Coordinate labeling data
================

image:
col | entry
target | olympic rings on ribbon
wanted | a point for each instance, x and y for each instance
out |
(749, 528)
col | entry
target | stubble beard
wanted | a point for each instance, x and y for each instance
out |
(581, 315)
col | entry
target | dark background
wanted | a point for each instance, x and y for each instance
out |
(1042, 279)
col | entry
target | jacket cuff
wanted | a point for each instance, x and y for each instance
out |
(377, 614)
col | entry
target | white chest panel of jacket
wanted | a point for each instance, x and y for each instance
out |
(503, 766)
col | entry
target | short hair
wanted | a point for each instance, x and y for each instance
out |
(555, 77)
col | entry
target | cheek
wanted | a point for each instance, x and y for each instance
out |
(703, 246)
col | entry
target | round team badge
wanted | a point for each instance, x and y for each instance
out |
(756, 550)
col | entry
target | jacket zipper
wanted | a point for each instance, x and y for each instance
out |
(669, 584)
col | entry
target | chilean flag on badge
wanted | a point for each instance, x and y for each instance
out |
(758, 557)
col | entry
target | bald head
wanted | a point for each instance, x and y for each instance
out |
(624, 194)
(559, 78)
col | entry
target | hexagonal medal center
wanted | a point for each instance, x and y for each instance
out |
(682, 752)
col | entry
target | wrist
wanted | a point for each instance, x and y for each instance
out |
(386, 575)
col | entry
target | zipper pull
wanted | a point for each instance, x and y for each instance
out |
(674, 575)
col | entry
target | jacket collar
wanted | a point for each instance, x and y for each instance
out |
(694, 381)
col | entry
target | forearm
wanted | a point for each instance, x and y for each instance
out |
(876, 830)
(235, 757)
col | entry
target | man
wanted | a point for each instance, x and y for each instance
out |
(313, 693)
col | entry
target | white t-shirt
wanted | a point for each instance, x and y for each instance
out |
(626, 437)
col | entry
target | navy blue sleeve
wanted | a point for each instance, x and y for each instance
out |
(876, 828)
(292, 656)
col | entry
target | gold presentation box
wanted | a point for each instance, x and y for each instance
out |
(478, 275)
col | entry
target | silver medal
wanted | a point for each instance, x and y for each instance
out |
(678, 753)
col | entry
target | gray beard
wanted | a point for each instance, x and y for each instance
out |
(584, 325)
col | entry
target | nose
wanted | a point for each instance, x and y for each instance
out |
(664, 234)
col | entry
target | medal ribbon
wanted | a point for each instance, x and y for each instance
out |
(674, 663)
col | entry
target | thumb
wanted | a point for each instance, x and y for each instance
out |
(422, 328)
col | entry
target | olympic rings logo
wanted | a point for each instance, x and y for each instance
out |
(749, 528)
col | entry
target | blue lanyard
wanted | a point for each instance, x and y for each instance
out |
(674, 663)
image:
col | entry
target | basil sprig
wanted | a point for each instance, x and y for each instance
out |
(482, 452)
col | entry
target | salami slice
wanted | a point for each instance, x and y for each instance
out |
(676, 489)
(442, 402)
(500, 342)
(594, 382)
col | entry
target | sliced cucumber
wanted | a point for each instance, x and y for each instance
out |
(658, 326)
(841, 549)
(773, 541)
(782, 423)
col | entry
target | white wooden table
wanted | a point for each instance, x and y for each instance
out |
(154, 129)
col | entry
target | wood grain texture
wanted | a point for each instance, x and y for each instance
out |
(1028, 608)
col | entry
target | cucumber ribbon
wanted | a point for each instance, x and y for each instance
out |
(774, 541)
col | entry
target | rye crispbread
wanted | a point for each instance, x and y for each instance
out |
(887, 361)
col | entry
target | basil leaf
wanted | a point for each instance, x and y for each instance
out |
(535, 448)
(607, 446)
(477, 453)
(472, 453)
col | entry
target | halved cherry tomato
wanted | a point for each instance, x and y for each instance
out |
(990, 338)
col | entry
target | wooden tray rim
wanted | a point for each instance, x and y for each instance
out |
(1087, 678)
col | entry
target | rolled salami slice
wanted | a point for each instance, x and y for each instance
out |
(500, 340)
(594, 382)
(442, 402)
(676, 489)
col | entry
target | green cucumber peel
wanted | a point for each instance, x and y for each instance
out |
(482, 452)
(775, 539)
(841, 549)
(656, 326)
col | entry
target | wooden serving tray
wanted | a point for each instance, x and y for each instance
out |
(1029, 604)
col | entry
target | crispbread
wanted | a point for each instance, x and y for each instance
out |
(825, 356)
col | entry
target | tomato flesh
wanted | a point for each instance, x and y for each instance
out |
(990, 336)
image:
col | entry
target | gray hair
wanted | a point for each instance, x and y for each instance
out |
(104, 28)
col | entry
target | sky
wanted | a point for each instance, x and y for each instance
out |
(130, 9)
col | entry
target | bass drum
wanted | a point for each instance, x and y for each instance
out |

================

### Written request
Print back all the lines verbatim.

### Finished task
image:
col | entry
target | olympic rings on ribbon
wanted | a point for each instance, x and y for each instance
out |
(749, 528)
col | entry
target | stubble beard
wanted | a point for each instance, x and y for each instance
out |
(581, 315)
col | entry
target | dark background
wanted | a point for each instance, x and y for each instance
out |
(1042, 279)
col | entry
target | jacket cuff
wanted | a point for each instance, x and y for each instance
out |
(377, 614)
col | entry
target | white chest panel of jacket
wanted | a point for each instance, x and y for each instance
out |
(503, 766)
col | entry
target | short hair
wanted | a point for each instance, x and y for each instance
out |
(555, 77)
col | entry
target | cheek
wanted | a point for each instance, x and y for each instance
out |
(703, 246)
col | entry
target | round team badge
wanted | a point for each instance, x and y for each instance
out |
(756, 550)
col | entry
target | jacket zipper
wanted | a point for each instance, x and y for each instance
out |
(669, 584)
col | entry
target | chilean flag on badge
wanted | a point for each instance, x and y for each instance
out |
(758, 557)
col | entry
target | bald head
wanted | a point for each instance, x and y for each instance
out |
(624, 194)
(559, 78)
col | entry
target | hexagonal medal center
wanted | a point for each instance, x and y for each instance
out |
(682, 752)
col | entry
target | wrist
wanted | a point for each instance, x and y for each instance
out |
(386, 575)
col | entry
target | zipper pull
wanted | a point for each instance, x and y for each instance
out |
(674, 575)
col | entry
target | jacket collar
wanted | a point for each instance, x and y for each instance
out |
(694, 381)
col | entry
target | forearm
wanted | a point for each instance, x and y for each instance
out |
(876, 830)
(235, 757)
col | entry
target | man
wanted | a point for each instance, x and y for each instance
out |
(313, 693)
col | entry
target | white t-shirt
wanted | a point for each instance, x and y for each instance
out |
(626, 437)
col | entry
target | navy blue sleeve
wanted | a point for each instance, x and y for each instance
out |
(876, 828)
(292, 656)
col | entry
target | gold presentation box
wanted | a point for each instance, x and y for each instance
out |
(478, 275)
col | entry
target | silver medal
wanted | a point for each instance, x and y for each instance
out |
(678, 753)
col | entry
target | gray beard
wanted | a point for each instance, x and y for each instance
out |
(584, 325)
col | entry
target | nose
wanted | a point for each instance, x and y for each instance
out |
(664, 234)
col | entry
target | medal ribbon
wanted | a point for each instance, x and y for each instance
out |
(674, 663)
col | entry
target | thumb
wanted | a point for each instance, x and y for each instance
out |
(422, 328)
col | entry
target | olympic rings logo
wanted | a point for each instance, x and y for each instance
out |
(749, 528)
col | entry
target | blue lanyard
wanted | a point for each instance, x and y for each instance
out |
(674, 663)
image:
col | entry
target | basil sprig
wanted | a point for each instance, x and y for each instance
out |
(482, 452)
col | entry
target | salami slice
wanted | a point for each instance, x and y for each instance
out |
(676, 489)
(442, 402)
(500, 342)
(594, 382)
col | entry
target | sliced cucumber
wanted | a point for each instance, x and y for each instance
out |
(658, 326)
(841, 549)
(773, 541)
(782, 423)
col | entry
target | white wooden table
wanted | a point for each instance, x and y for each instance
out |
(154, 129)
col | entry
target | wood grain texture
wanted | a point for each instance, x and y for each instance
out |
(1028, 608)
col | entry
target | cucumber ribbon
wanted | a point for each instance, x and y for each instance
out |
(774, 541)
col | entry
target | rye crispbread
wanted | a point for each instance, x and y for each instance
out |
(887, 361)
col | entry
target | basil leaf
wanted | a point for each instance, x and y for each instance
out |
(535, 448)
(607, 446)
(477, 453)
(472, 453)
col | entry
target | halved cherry tomato
wanted | a point for each instance, x and y for each instance
out |
(990, 338)
col | entry
target | wooden tray rim
wanted | a point for each instance, x and y for each instance
out |
(1087, 678)
col | entry
target | rolled salami slice
wanted | a point for each instance, x and y for each instance
out |
(500, 340)
(594, 382)
(442, 402)
(676, 489)
col | entry
target | green cucumber peel
wanted | a point for each instance, x and y for each instance
out |
(482, 452)
(775, 539)
(841, 549)
(656, 326)
col | entry
target | wooden serving tray
wanted | a point for each instance, x and y for each instance
out |
(1029, 604)
col | entry
target | crispbread
wanted | a point for each instance, x and y for each instance
out |
(825, 356)
col | entry
target | tomato flesh
wanted | a point for each instance, x and y for each instance
out |
(990, 336)
image:
col | entry
target | gray hair
wanted | a point for each instance, x and y for each instance
out |
(104, 28)
col | entry
target | sky
wanted | a point for each instance, x and y for each instance
out |
(130, 9)
col | entry
target | bass drum
wanted | a point for each instance, x and y for each instance
out |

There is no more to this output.